■ Problem: The lines below must be transcribed exactly as given, with the images removed.

■ Records shown:
* * *

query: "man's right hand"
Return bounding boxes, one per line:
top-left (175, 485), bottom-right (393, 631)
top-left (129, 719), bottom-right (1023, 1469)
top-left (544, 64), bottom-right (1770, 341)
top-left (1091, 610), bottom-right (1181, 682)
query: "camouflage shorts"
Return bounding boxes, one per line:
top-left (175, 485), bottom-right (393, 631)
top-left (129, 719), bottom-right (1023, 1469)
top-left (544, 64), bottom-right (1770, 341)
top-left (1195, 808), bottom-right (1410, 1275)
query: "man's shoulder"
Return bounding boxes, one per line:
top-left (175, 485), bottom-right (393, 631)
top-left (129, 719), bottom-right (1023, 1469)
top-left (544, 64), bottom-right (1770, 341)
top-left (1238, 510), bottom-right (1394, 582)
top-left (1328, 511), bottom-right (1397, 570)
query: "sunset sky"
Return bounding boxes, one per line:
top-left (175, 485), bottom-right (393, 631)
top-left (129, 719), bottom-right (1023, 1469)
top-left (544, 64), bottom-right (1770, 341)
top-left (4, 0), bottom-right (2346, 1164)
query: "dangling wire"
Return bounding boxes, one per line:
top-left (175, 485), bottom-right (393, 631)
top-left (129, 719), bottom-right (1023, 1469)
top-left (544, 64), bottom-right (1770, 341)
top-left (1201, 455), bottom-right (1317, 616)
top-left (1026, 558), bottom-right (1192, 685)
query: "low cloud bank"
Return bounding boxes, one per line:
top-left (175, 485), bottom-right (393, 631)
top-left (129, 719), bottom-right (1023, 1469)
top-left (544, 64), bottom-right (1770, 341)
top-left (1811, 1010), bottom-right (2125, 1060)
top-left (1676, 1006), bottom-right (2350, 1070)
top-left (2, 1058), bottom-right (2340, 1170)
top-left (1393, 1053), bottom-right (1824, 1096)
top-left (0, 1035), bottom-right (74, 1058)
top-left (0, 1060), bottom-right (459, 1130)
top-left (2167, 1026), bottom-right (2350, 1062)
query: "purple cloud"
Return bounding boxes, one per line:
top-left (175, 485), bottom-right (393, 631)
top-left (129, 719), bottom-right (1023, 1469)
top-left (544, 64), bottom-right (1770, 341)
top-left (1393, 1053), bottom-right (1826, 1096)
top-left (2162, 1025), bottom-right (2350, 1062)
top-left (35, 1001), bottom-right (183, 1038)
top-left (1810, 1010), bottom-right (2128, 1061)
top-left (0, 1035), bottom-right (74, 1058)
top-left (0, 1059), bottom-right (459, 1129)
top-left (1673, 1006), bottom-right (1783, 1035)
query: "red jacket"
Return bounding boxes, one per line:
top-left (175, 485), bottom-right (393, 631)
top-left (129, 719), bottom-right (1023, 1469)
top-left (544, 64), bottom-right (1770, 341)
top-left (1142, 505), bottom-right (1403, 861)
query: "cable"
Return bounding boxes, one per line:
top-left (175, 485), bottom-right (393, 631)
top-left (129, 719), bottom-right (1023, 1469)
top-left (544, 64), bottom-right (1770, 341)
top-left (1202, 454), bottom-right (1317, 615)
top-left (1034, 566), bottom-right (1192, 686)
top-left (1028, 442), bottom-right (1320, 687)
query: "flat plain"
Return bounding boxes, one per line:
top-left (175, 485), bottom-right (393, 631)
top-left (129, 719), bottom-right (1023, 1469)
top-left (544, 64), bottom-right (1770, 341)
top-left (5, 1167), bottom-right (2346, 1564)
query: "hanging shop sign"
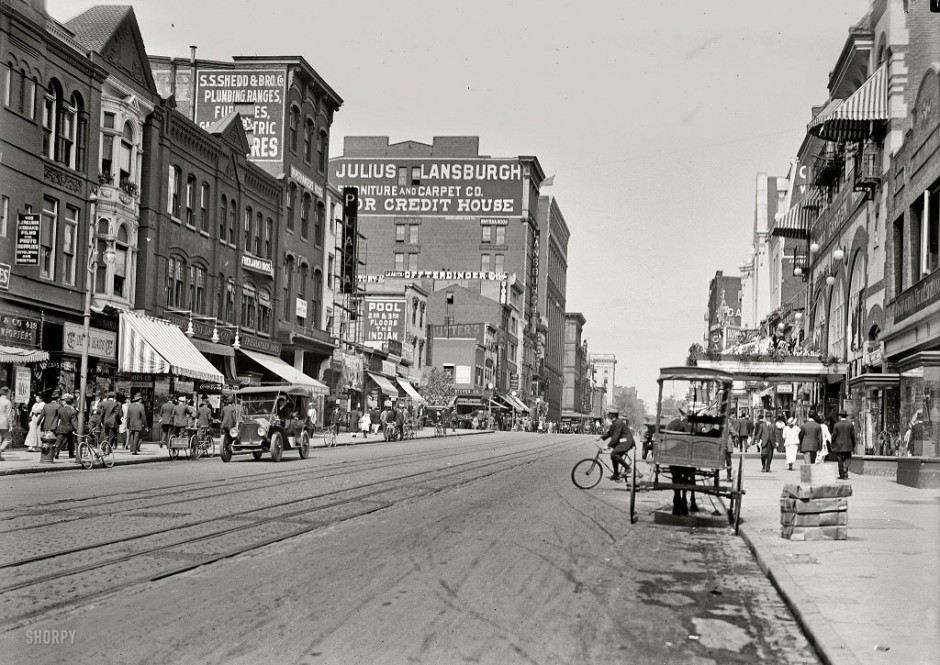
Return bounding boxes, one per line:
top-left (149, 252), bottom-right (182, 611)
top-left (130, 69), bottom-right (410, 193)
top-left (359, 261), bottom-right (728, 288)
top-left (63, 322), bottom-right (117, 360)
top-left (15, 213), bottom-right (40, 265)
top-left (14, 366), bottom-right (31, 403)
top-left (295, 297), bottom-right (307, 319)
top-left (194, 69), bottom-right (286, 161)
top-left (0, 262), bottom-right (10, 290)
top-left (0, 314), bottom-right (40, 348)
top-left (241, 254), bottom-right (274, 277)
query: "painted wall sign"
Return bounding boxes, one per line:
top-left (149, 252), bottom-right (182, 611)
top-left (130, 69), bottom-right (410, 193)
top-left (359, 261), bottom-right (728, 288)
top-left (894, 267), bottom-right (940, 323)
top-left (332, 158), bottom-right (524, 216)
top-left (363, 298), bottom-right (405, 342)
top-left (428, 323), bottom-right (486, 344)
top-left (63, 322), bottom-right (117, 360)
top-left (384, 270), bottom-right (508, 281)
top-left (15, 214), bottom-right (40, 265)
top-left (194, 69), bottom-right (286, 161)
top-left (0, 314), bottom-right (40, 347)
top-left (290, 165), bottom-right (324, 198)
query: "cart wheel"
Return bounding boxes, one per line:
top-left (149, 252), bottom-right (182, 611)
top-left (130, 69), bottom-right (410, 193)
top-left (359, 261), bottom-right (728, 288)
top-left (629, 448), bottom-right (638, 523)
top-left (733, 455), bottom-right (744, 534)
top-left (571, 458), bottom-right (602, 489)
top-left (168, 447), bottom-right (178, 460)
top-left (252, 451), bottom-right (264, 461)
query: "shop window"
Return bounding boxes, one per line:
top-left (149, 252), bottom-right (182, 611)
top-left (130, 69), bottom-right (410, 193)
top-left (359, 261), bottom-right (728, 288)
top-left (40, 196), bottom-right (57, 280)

* * *

■ Result of the exercise:
query: "man's right hand"
Return bounding boxes, one per line:
top-left (175, 485), bottom-right (393, 631)
top-left (129, 719), bottom-right (1023, 1469)
top-left (544, 64), bottom-right (1770, 341)
top-left (1091, 610), bottom-right (1181, 682)
query: "camouflage shorts"
Return bounding boxes, one per line:
top-left (175, 485), bottom-right (393, 631)
top-left (129, 719), bottom-right (1023, 1469)
top-left (544, 64), bottom-right (1770, 341)
top-left (1195, 808), bottom-right (1410, 1275)
query: "man's shoulder"
Return bounding boxes, one per line:
top-left (175, 485), bottom-right (393, 631)
top-left (129, 719), bottom-right (1023, 1469)
top-left (544, 64), bottom-right (1770, 341)
top-left (1238, 510), bottom-right (1394, 582)
top-left (1328, 511), bottom-right (1397, 570)
query: "sunset sky"
Return bounding boxes, one per line:
top-left (175, 485), bottom-right (393, 631)
top-left (129, 719), bottom-right (1023, 1469)
top-left (544, 64), bottom-right (1770, 341)
top-left (4, 0), bottom-right (2346, 1164)
query: "dangling wire"
Return bounding boxes, one per line:
top-left (175, 485), bottom-right (393, 631)
top-left (129, 719), bottom-right (1023, 1469)
top-left (544, 64), bottom-right (1770, 341)
top-left (1201, 455), bottom-right (1317, 616)
top-left (1026, 558), bottom-right (1192, 685)
query: "low cloud bank"
Return bounding boxes, one per line:
top-left (175, 485), bottom-right (393, 631)
top-left (129, 719), bottom-right (1023, 1469)
top-left (544, 64), bottom-right (1770, 341)
top-left (1811, 1010), bottom-right (2125, 1060)
top-left (1676, 1006), bottom-right (2350, 1070)
top-left (2, 1058), bottom-right (2340, 1170)
top-left (1393, 1053), bottom-right (1824, 1096)
top-left (0, 1035), bottom-right (74, 1058)
top-left (0, 1060), bottom-right (459, 1130)
top-left (2167, 1026), bottom-right (2350, 1062)
query: "purple cloud"
Return bounding boxes, one per line:
top-left (175, 485), bottom-right (393, 631)
top-left (129, 719), bottom-right (1023, 1469)
top-left (544, 64), bottom-right (1770, 341)
top-left (1393, 1053), bottom-right (1826, 1096)
top-left (2162, 1025), bottom-right (2350, 1062)
top-left (35, 1001), bottom-right (183, 1038)
top-left (1810, 1010), bottom-right (2128, 1061)
top-left (0, 1035), bottom-right (74, 1058)
top-left (0, 1059), bottom-right (459, 1129)
top-left (1673, 1006), bottom-right (1783, 1035)
query: "red jacket"
Return bounding boxes, one per line:
top-left (175, 485), bottom-right (393, 631)
top-left (129, 719), bottom-right (1023, 1469)
top-left (544, 64), bottom-right (1770, 341)
top-left (1142, 505), bottom-right (1403, 861)
query: "cable"
Return bounding boxes, one per line:
top-left (175, 485), bottom-right (393, 631)
top-left (129, 719), bottom-right (1023, 1469)
top-left (544, 64), bottom-right (1770, 341)
top-left (1202, 454), bottom-right (1317, 615)
top-left (1034, 566), bottom-right (1192, 686)
top-left (1028, 442), bottom-right (1320, 687)
query: "flat plain"
Return bounding boxes, one per line:
top-left (175, 485), bottom-right (393, 631)
top-left (129, 719), bottom-right (1023, 1469)
top-left (544, 64), bottom-right (1770, 341)
top-left (5, 1167), bottom-right (2346, 1564)
query: "hanging shop sign"
Return bounding boxes, one per line:
top-left (149, 252), bottom-right (182, 611)
top-left (130, 69), bottom-right (410, 193)
top-left (359, 261), bottom-right (728, 288)
top-left (63, 322), bottom-right (117, 360)
top-left (15, 213), bottom-right (40, 265)
top-left (14, 366), bottom-right (31, 403)
top-left (295, 297), bottom-right (307, 319)
top-left (194, 69), bottom-right (286, 161)
top-left (0, 262), bottom-right (10, 290)
top-left (0, 314), bottom-right (40, 348)
top-left (241, 254), bottom-right (274, 277)
query: "painted wall sign"
Return bounding boxes, one per line:
top-left (149, 252), bottom-right (182, 611)
top-left (130, 69), bottom-right (410, 193)
top-left (359, 261), bottom-right (728, 288)
top-left (894, 267), bottom-right (940, 323)
top-left (332, 158), bottom-right (524, 216)
top-left (363, 298), bottom-right (405, 342)
top-left (428, 323), bottom-right (486, 344)
top-left (63, 322), bottom-right (117, 360)
top-left (384, 270), bottom-right (508, 281)
top-left (15, 214), bottom-right (40, 265)
top-left (194, 69), bottom-right (286, 161)
top-left (0, 314), bottom-right (40, 347)
top-left (290, 165), bottom-right (324, 198)
query: "cart wheel"
Return bounding boxes, one per line:
top-left (149, 252), bottom-right (182, 611)
top-left (130, 69), bottom-right (410, 193)
top-left (359, 261), bottom-right (728, 288)
top-left (629, 448), bottom-right (638, 523)
top-left (733, 455), bottom-right (744, 534)
top-left (571, 458), bottom-right (602, 489)
top-left (168, 447), bottom-right (178, 460)
top-left (252, 451), bottom-right (264, 461)
query: "shop window"
Return bounding boxes, one per line:
top-left (149, 252), bottom-right (182, 611)
top-left (130, 69), bottom-right (410, 193)
top-left (359, 261), bottom-right (728, 288)
top-left (40, 196), bottom-right (57, 280)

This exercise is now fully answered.